PROMPT.
Scan the listing below for "bulb", then report every line that has it.

-- STORED DATA follows --

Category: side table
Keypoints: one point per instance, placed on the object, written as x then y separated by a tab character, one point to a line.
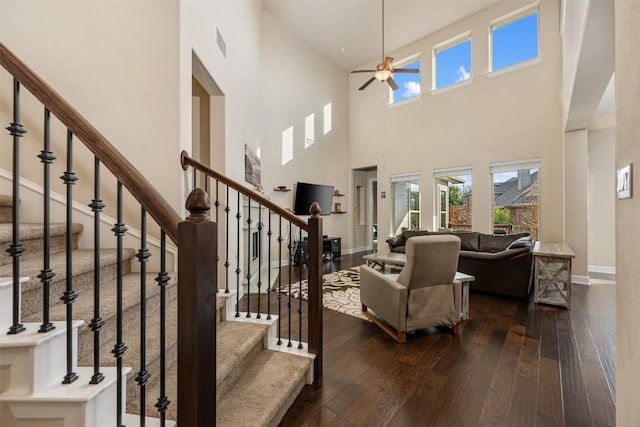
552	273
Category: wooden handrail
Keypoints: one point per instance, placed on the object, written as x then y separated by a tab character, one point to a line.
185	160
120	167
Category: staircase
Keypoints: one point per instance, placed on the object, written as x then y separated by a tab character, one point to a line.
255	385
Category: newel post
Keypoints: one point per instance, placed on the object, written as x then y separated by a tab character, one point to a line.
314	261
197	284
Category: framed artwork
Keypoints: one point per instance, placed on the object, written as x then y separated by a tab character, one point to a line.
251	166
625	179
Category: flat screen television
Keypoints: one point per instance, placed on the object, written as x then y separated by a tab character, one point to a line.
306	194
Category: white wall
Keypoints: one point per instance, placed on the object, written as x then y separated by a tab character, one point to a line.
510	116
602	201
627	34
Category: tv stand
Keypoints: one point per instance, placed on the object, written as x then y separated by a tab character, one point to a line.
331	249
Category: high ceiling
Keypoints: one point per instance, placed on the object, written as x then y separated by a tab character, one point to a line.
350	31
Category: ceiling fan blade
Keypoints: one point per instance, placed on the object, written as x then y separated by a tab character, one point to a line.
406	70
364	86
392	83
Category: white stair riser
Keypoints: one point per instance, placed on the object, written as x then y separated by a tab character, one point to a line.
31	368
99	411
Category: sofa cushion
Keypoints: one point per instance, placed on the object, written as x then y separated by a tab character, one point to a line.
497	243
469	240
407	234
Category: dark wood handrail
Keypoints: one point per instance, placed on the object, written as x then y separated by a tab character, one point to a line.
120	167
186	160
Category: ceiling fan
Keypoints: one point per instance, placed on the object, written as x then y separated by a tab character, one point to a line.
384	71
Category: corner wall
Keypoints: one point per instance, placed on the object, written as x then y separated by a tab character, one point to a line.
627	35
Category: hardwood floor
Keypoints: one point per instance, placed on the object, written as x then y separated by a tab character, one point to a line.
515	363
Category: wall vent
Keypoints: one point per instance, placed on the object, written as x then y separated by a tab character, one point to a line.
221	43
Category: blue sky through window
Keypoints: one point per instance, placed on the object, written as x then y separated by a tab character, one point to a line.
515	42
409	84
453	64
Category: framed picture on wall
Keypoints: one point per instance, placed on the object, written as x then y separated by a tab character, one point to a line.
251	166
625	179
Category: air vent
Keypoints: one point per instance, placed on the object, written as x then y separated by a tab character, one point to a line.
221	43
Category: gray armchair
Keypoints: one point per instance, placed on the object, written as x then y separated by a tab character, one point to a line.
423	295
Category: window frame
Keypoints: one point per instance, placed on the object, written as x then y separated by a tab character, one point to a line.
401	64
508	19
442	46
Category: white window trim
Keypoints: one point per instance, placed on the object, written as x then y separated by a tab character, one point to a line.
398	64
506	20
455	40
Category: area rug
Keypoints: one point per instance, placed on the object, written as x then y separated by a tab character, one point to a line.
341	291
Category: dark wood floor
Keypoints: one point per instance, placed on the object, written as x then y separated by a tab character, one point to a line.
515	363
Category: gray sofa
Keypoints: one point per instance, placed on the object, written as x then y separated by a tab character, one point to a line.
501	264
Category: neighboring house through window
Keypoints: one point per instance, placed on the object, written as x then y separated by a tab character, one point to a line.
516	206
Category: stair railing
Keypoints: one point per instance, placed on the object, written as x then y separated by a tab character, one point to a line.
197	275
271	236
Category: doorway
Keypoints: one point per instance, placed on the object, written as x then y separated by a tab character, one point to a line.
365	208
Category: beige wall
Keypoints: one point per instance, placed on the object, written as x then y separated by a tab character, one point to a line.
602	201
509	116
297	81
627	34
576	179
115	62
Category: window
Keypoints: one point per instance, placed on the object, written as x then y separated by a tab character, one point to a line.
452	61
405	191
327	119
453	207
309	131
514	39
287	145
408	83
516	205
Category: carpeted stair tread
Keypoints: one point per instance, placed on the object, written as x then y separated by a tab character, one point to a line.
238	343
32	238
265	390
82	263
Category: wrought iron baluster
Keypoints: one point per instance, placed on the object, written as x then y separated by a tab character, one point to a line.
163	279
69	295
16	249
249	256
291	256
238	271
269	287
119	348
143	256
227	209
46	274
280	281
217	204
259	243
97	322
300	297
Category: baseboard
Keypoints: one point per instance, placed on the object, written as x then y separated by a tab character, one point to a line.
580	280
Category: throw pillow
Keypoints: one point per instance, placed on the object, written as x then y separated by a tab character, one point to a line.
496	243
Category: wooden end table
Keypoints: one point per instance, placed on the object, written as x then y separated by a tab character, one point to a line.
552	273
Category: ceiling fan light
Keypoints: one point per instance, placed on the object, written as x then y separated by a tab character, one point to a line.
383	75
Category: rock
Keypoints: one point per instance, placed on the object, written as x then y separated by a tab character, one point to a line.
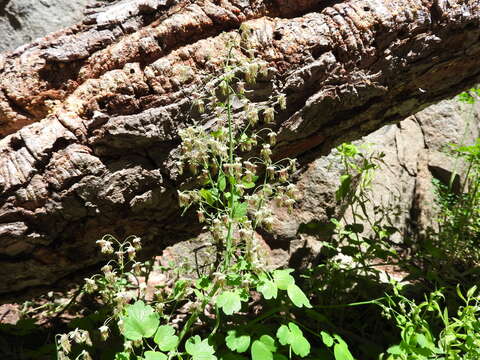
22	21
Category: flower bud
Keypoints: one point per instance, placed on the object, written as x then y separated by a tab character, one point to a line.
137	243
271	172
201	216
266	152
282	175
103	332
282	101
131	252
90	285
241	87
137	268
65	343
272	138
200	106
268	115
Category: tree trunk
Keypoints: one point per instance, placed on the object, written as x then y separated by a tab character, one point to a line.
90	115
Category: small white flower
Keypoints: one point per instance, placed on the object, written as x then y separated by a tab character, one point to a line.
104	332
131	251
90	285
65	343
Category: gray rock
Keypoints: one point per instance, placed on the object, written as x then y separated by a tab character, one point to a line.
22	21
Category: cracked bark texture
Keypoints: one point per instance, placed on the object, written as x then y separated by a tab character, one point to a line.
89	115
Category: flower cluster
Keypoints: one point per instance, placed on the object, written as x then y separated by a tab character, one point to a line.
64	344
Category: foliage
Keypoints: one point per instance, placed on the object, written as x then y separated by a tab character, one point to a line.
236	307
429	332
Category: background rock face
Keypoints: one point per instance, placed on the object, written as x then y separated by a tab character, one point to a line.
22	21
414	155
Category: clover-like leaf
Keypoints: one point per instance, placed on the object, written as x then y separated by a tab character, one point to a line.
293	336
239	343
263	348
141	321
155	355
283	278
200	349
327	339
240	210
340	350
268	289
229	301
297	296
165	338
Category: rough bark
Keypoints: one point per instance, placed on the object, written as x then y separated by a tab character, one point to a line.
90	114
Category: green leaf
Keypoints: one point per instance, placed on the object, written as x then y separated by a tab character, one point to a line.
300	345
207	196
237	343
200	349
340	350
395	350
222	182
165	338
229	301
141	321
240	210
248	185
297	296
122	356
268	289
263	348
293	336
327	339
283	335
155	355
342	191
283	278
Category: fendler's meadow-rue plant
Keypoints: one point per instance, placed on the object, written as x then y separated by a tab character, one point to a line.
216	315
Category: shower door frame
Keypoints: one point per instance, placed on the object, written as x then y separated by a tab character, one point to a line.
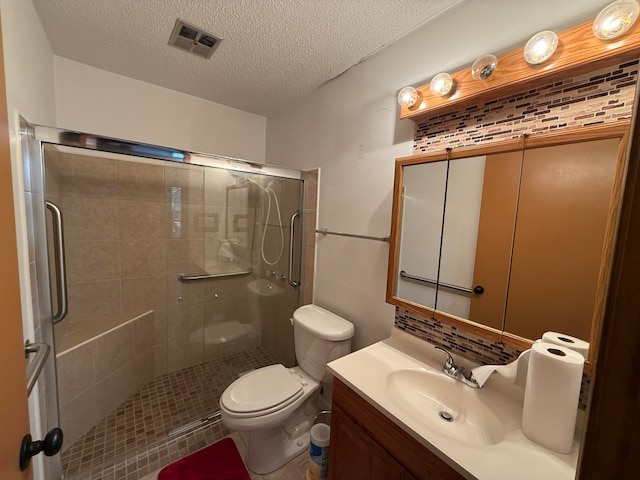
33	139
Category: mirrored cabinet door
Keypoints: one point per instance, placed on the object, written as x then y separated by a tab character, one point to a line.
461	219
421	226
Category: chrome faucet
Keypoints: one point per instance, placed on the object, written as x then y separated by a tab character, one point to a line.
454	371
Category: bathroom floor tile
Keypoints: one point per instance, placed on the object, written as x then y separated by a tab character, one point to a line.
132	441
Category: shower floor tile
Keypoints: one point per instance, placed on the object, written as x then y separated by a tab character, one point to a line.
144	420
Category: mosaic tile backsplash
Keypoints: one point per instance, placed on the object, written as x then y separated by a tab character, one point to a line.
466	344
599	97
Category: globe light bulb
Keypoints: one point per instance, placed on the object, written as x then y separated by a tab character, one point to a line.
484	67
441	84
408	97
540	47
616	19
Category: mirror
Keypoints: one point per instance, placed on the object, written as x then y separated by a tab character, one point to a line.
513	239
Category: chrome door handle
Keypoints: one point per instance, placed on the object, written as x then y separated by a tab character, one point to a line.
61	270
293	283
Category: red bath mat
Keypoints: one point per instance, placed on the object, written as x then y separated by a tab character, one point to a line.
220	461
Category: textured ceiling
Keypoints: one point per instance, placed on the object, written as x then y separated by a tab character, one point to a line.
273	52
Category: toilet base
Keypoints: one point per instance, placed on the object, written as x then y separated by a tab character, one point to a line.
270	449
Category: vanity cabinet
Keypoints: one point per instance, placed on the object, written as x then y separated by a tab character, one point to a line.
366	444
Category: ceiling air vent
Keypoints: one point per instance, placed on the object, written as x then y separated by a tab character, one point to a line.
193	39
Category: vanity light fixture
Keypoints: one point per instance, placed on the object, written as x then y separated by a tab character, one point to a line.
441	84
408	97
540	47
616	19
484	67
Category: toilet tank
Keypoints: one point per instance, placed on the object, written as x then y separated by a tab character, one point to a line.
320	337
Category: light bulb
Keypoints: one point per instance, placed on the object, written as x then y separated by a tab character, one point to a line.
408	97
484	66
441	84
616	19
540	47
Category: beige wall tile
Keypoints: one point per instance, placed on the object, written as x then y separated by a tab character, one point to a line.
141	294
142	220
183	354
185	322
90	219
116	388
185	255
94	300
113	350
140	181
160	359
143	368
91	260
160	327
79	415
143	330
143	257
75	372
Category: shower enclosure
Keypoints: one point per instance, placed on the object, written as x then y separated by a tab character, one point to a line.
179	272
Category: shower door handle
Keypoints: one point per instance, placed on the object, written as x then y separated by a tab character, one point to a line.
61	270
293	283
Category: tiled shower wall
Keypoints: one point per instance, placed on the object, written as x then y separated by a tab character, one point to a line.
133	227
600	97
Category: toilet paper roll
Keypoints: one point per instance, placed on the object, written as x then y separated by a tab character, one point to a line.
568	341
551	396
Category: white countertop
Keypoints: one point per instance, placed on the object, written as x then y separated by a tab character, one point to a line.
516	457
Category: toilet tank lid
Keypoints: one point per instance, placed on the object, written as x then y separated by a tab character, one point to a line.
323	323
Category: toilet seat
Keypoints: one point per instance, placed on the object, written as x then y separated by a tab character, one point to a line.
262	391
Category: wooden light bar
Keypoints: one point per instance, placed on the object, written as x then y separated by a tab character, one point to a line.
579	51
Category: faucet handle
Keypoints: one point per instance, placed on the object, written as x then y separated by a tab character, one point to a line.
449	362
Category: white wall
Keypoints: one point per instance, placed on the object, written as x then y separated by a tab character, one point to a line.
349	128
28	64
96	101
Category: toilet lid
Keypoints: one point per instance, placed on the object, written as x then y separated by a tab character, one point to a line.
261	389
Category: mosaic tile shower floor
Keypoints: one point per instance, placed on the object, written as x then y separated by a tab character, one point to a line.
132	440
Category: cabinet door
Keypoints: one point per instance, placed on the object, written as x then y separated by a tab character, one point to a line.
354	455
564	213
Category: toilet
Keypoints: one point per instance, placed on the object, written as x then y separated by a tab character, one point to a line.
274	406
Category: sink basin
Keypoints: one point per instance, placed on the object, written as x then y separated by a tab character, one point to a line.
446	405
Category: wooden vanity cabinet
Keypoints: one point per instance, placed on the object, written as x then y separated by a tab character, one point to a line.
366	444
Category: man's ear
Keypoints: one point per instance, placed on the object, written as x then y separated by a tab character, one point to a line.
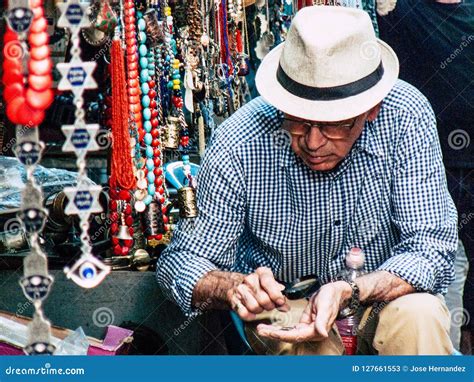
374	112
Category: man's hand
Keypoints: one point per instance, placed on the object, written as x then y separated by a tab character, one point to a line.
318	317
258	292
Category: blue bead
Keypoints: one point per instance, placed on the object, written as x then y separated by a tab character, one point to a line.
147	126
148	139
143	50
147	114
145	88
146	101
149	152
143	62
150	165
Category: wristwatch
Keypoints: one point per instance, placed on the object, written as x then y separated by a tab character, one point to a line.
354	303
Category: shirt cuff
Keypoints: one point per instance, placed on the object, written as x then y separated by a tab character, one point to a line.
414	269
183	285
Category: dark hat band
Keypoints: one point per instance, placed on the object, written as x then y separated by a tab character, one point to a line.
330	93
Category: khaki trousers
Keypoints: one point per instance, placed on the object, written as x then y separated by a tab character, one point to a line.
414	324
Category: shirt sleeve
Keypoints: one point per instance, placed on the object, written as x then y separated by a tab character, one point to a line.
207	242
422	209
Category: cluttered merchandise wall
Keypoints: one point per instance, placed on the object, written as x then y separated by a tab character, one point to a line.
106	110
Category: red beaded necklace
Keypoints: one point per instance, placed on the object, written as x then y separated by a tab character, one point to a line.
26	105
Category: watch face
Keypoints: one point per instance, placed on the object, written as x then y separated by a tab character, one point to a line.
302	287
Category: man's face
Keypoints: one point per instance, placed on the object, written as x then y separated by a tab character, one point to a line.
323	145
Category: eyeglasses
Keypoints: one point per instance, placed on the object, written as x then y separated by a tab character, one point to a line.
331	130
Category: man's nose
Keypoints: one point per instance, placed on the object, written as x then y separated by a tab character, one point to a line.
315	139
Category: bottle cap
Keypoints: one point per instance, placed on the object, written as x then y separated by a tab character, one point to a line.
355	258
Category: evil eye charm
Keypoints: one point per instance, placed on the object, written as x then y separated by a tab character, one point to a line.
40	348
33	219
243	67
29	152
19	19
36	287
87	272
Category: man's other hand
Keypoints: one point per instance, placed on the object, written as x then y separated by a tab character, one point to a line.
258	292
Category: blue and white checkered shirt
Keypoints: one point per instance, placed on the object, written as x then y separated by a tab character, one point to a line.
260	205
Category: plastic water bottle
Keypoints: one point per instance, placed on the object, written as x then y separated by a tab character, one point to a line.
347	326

-- STORED DATA concluded --

EXERCISE OUTPUT.
Category: globe light bulb
Category: light bulb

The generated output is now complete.